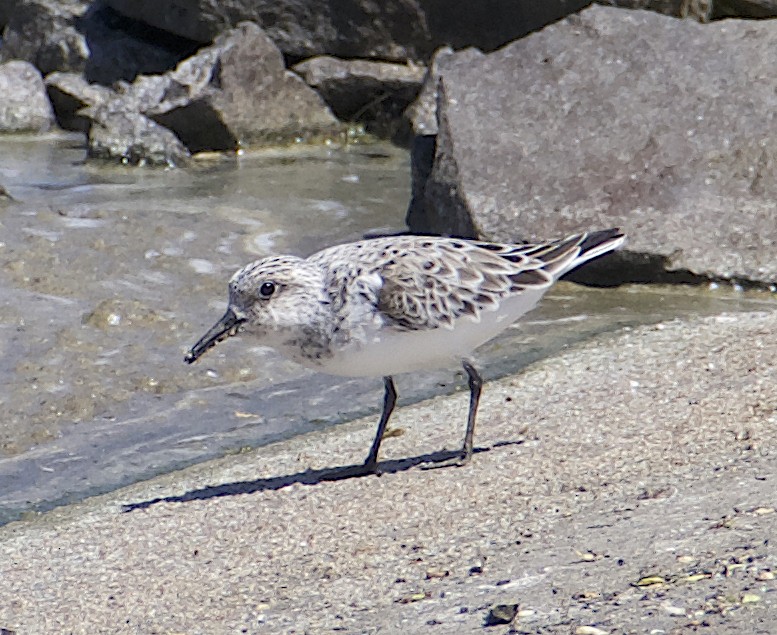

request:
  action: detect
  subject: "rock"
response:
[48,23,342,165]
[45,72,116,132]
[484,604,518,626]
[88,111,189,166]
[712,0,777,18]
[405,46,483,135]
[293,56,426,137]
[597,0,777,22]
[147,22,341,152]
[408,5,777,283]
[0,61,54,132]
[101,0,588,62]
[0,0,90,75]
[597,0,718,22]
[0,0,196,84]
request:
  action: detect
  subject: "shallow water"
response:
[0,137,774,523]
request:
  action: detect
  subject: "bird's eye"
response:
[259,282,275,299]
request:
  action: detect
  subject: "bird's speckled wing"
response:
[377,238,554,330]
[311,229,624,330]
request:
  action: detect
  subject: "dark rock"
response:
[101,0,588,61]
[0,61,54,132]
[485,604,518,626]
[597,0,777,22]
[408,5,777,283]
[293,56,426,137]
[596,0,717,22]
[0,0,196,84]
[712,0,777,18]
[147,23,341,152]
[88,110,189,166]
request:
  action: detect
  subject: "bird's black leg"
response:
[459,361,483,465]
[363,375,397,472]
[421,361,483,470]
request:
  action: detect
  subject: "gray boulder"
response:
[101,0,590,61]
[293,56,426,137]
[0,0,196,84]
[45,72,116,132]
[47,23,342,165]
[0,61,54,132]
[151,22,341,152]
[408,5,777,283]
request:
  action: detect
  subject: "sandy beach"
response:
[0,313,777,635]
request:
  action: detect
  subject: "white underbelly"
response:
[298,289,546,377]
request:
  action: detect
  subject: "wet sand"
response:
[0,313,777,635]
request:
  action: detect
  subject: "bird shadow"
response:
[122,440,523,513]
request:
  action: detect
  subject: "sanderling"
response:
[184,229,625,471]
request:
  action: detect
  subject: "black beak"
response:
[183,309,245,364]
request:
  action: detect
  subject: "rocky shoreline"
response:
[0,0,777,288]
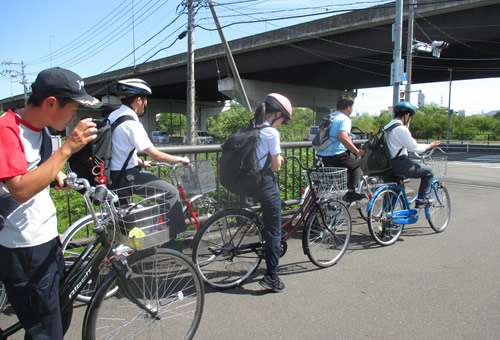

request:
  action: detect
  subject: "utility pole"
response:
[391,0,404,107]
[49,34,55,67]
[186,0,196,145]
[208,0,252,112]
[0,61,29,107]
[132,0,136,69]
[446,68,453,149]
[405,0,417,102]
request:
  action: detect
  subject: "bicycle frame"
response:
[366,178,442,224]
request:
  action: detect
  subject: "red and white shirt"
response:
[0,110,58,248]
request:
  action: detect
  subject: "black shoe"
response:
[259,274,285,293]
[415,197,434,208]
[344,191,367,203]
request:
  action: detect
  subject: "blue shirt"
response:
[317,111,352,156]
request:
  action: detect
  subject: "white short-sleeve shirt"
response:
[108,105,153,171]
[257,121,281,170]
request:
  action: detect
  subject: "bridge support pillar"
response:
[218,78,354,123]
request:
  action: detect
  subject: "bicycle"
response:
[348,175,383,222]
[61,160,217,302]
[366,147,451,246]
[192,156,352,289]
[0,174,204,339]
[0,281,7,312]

══════

* GOAL OF THE EXERCISE *
Count the lines above that contain the word "bicycle", and reply with that number alone.

* FINAL RESULT *
2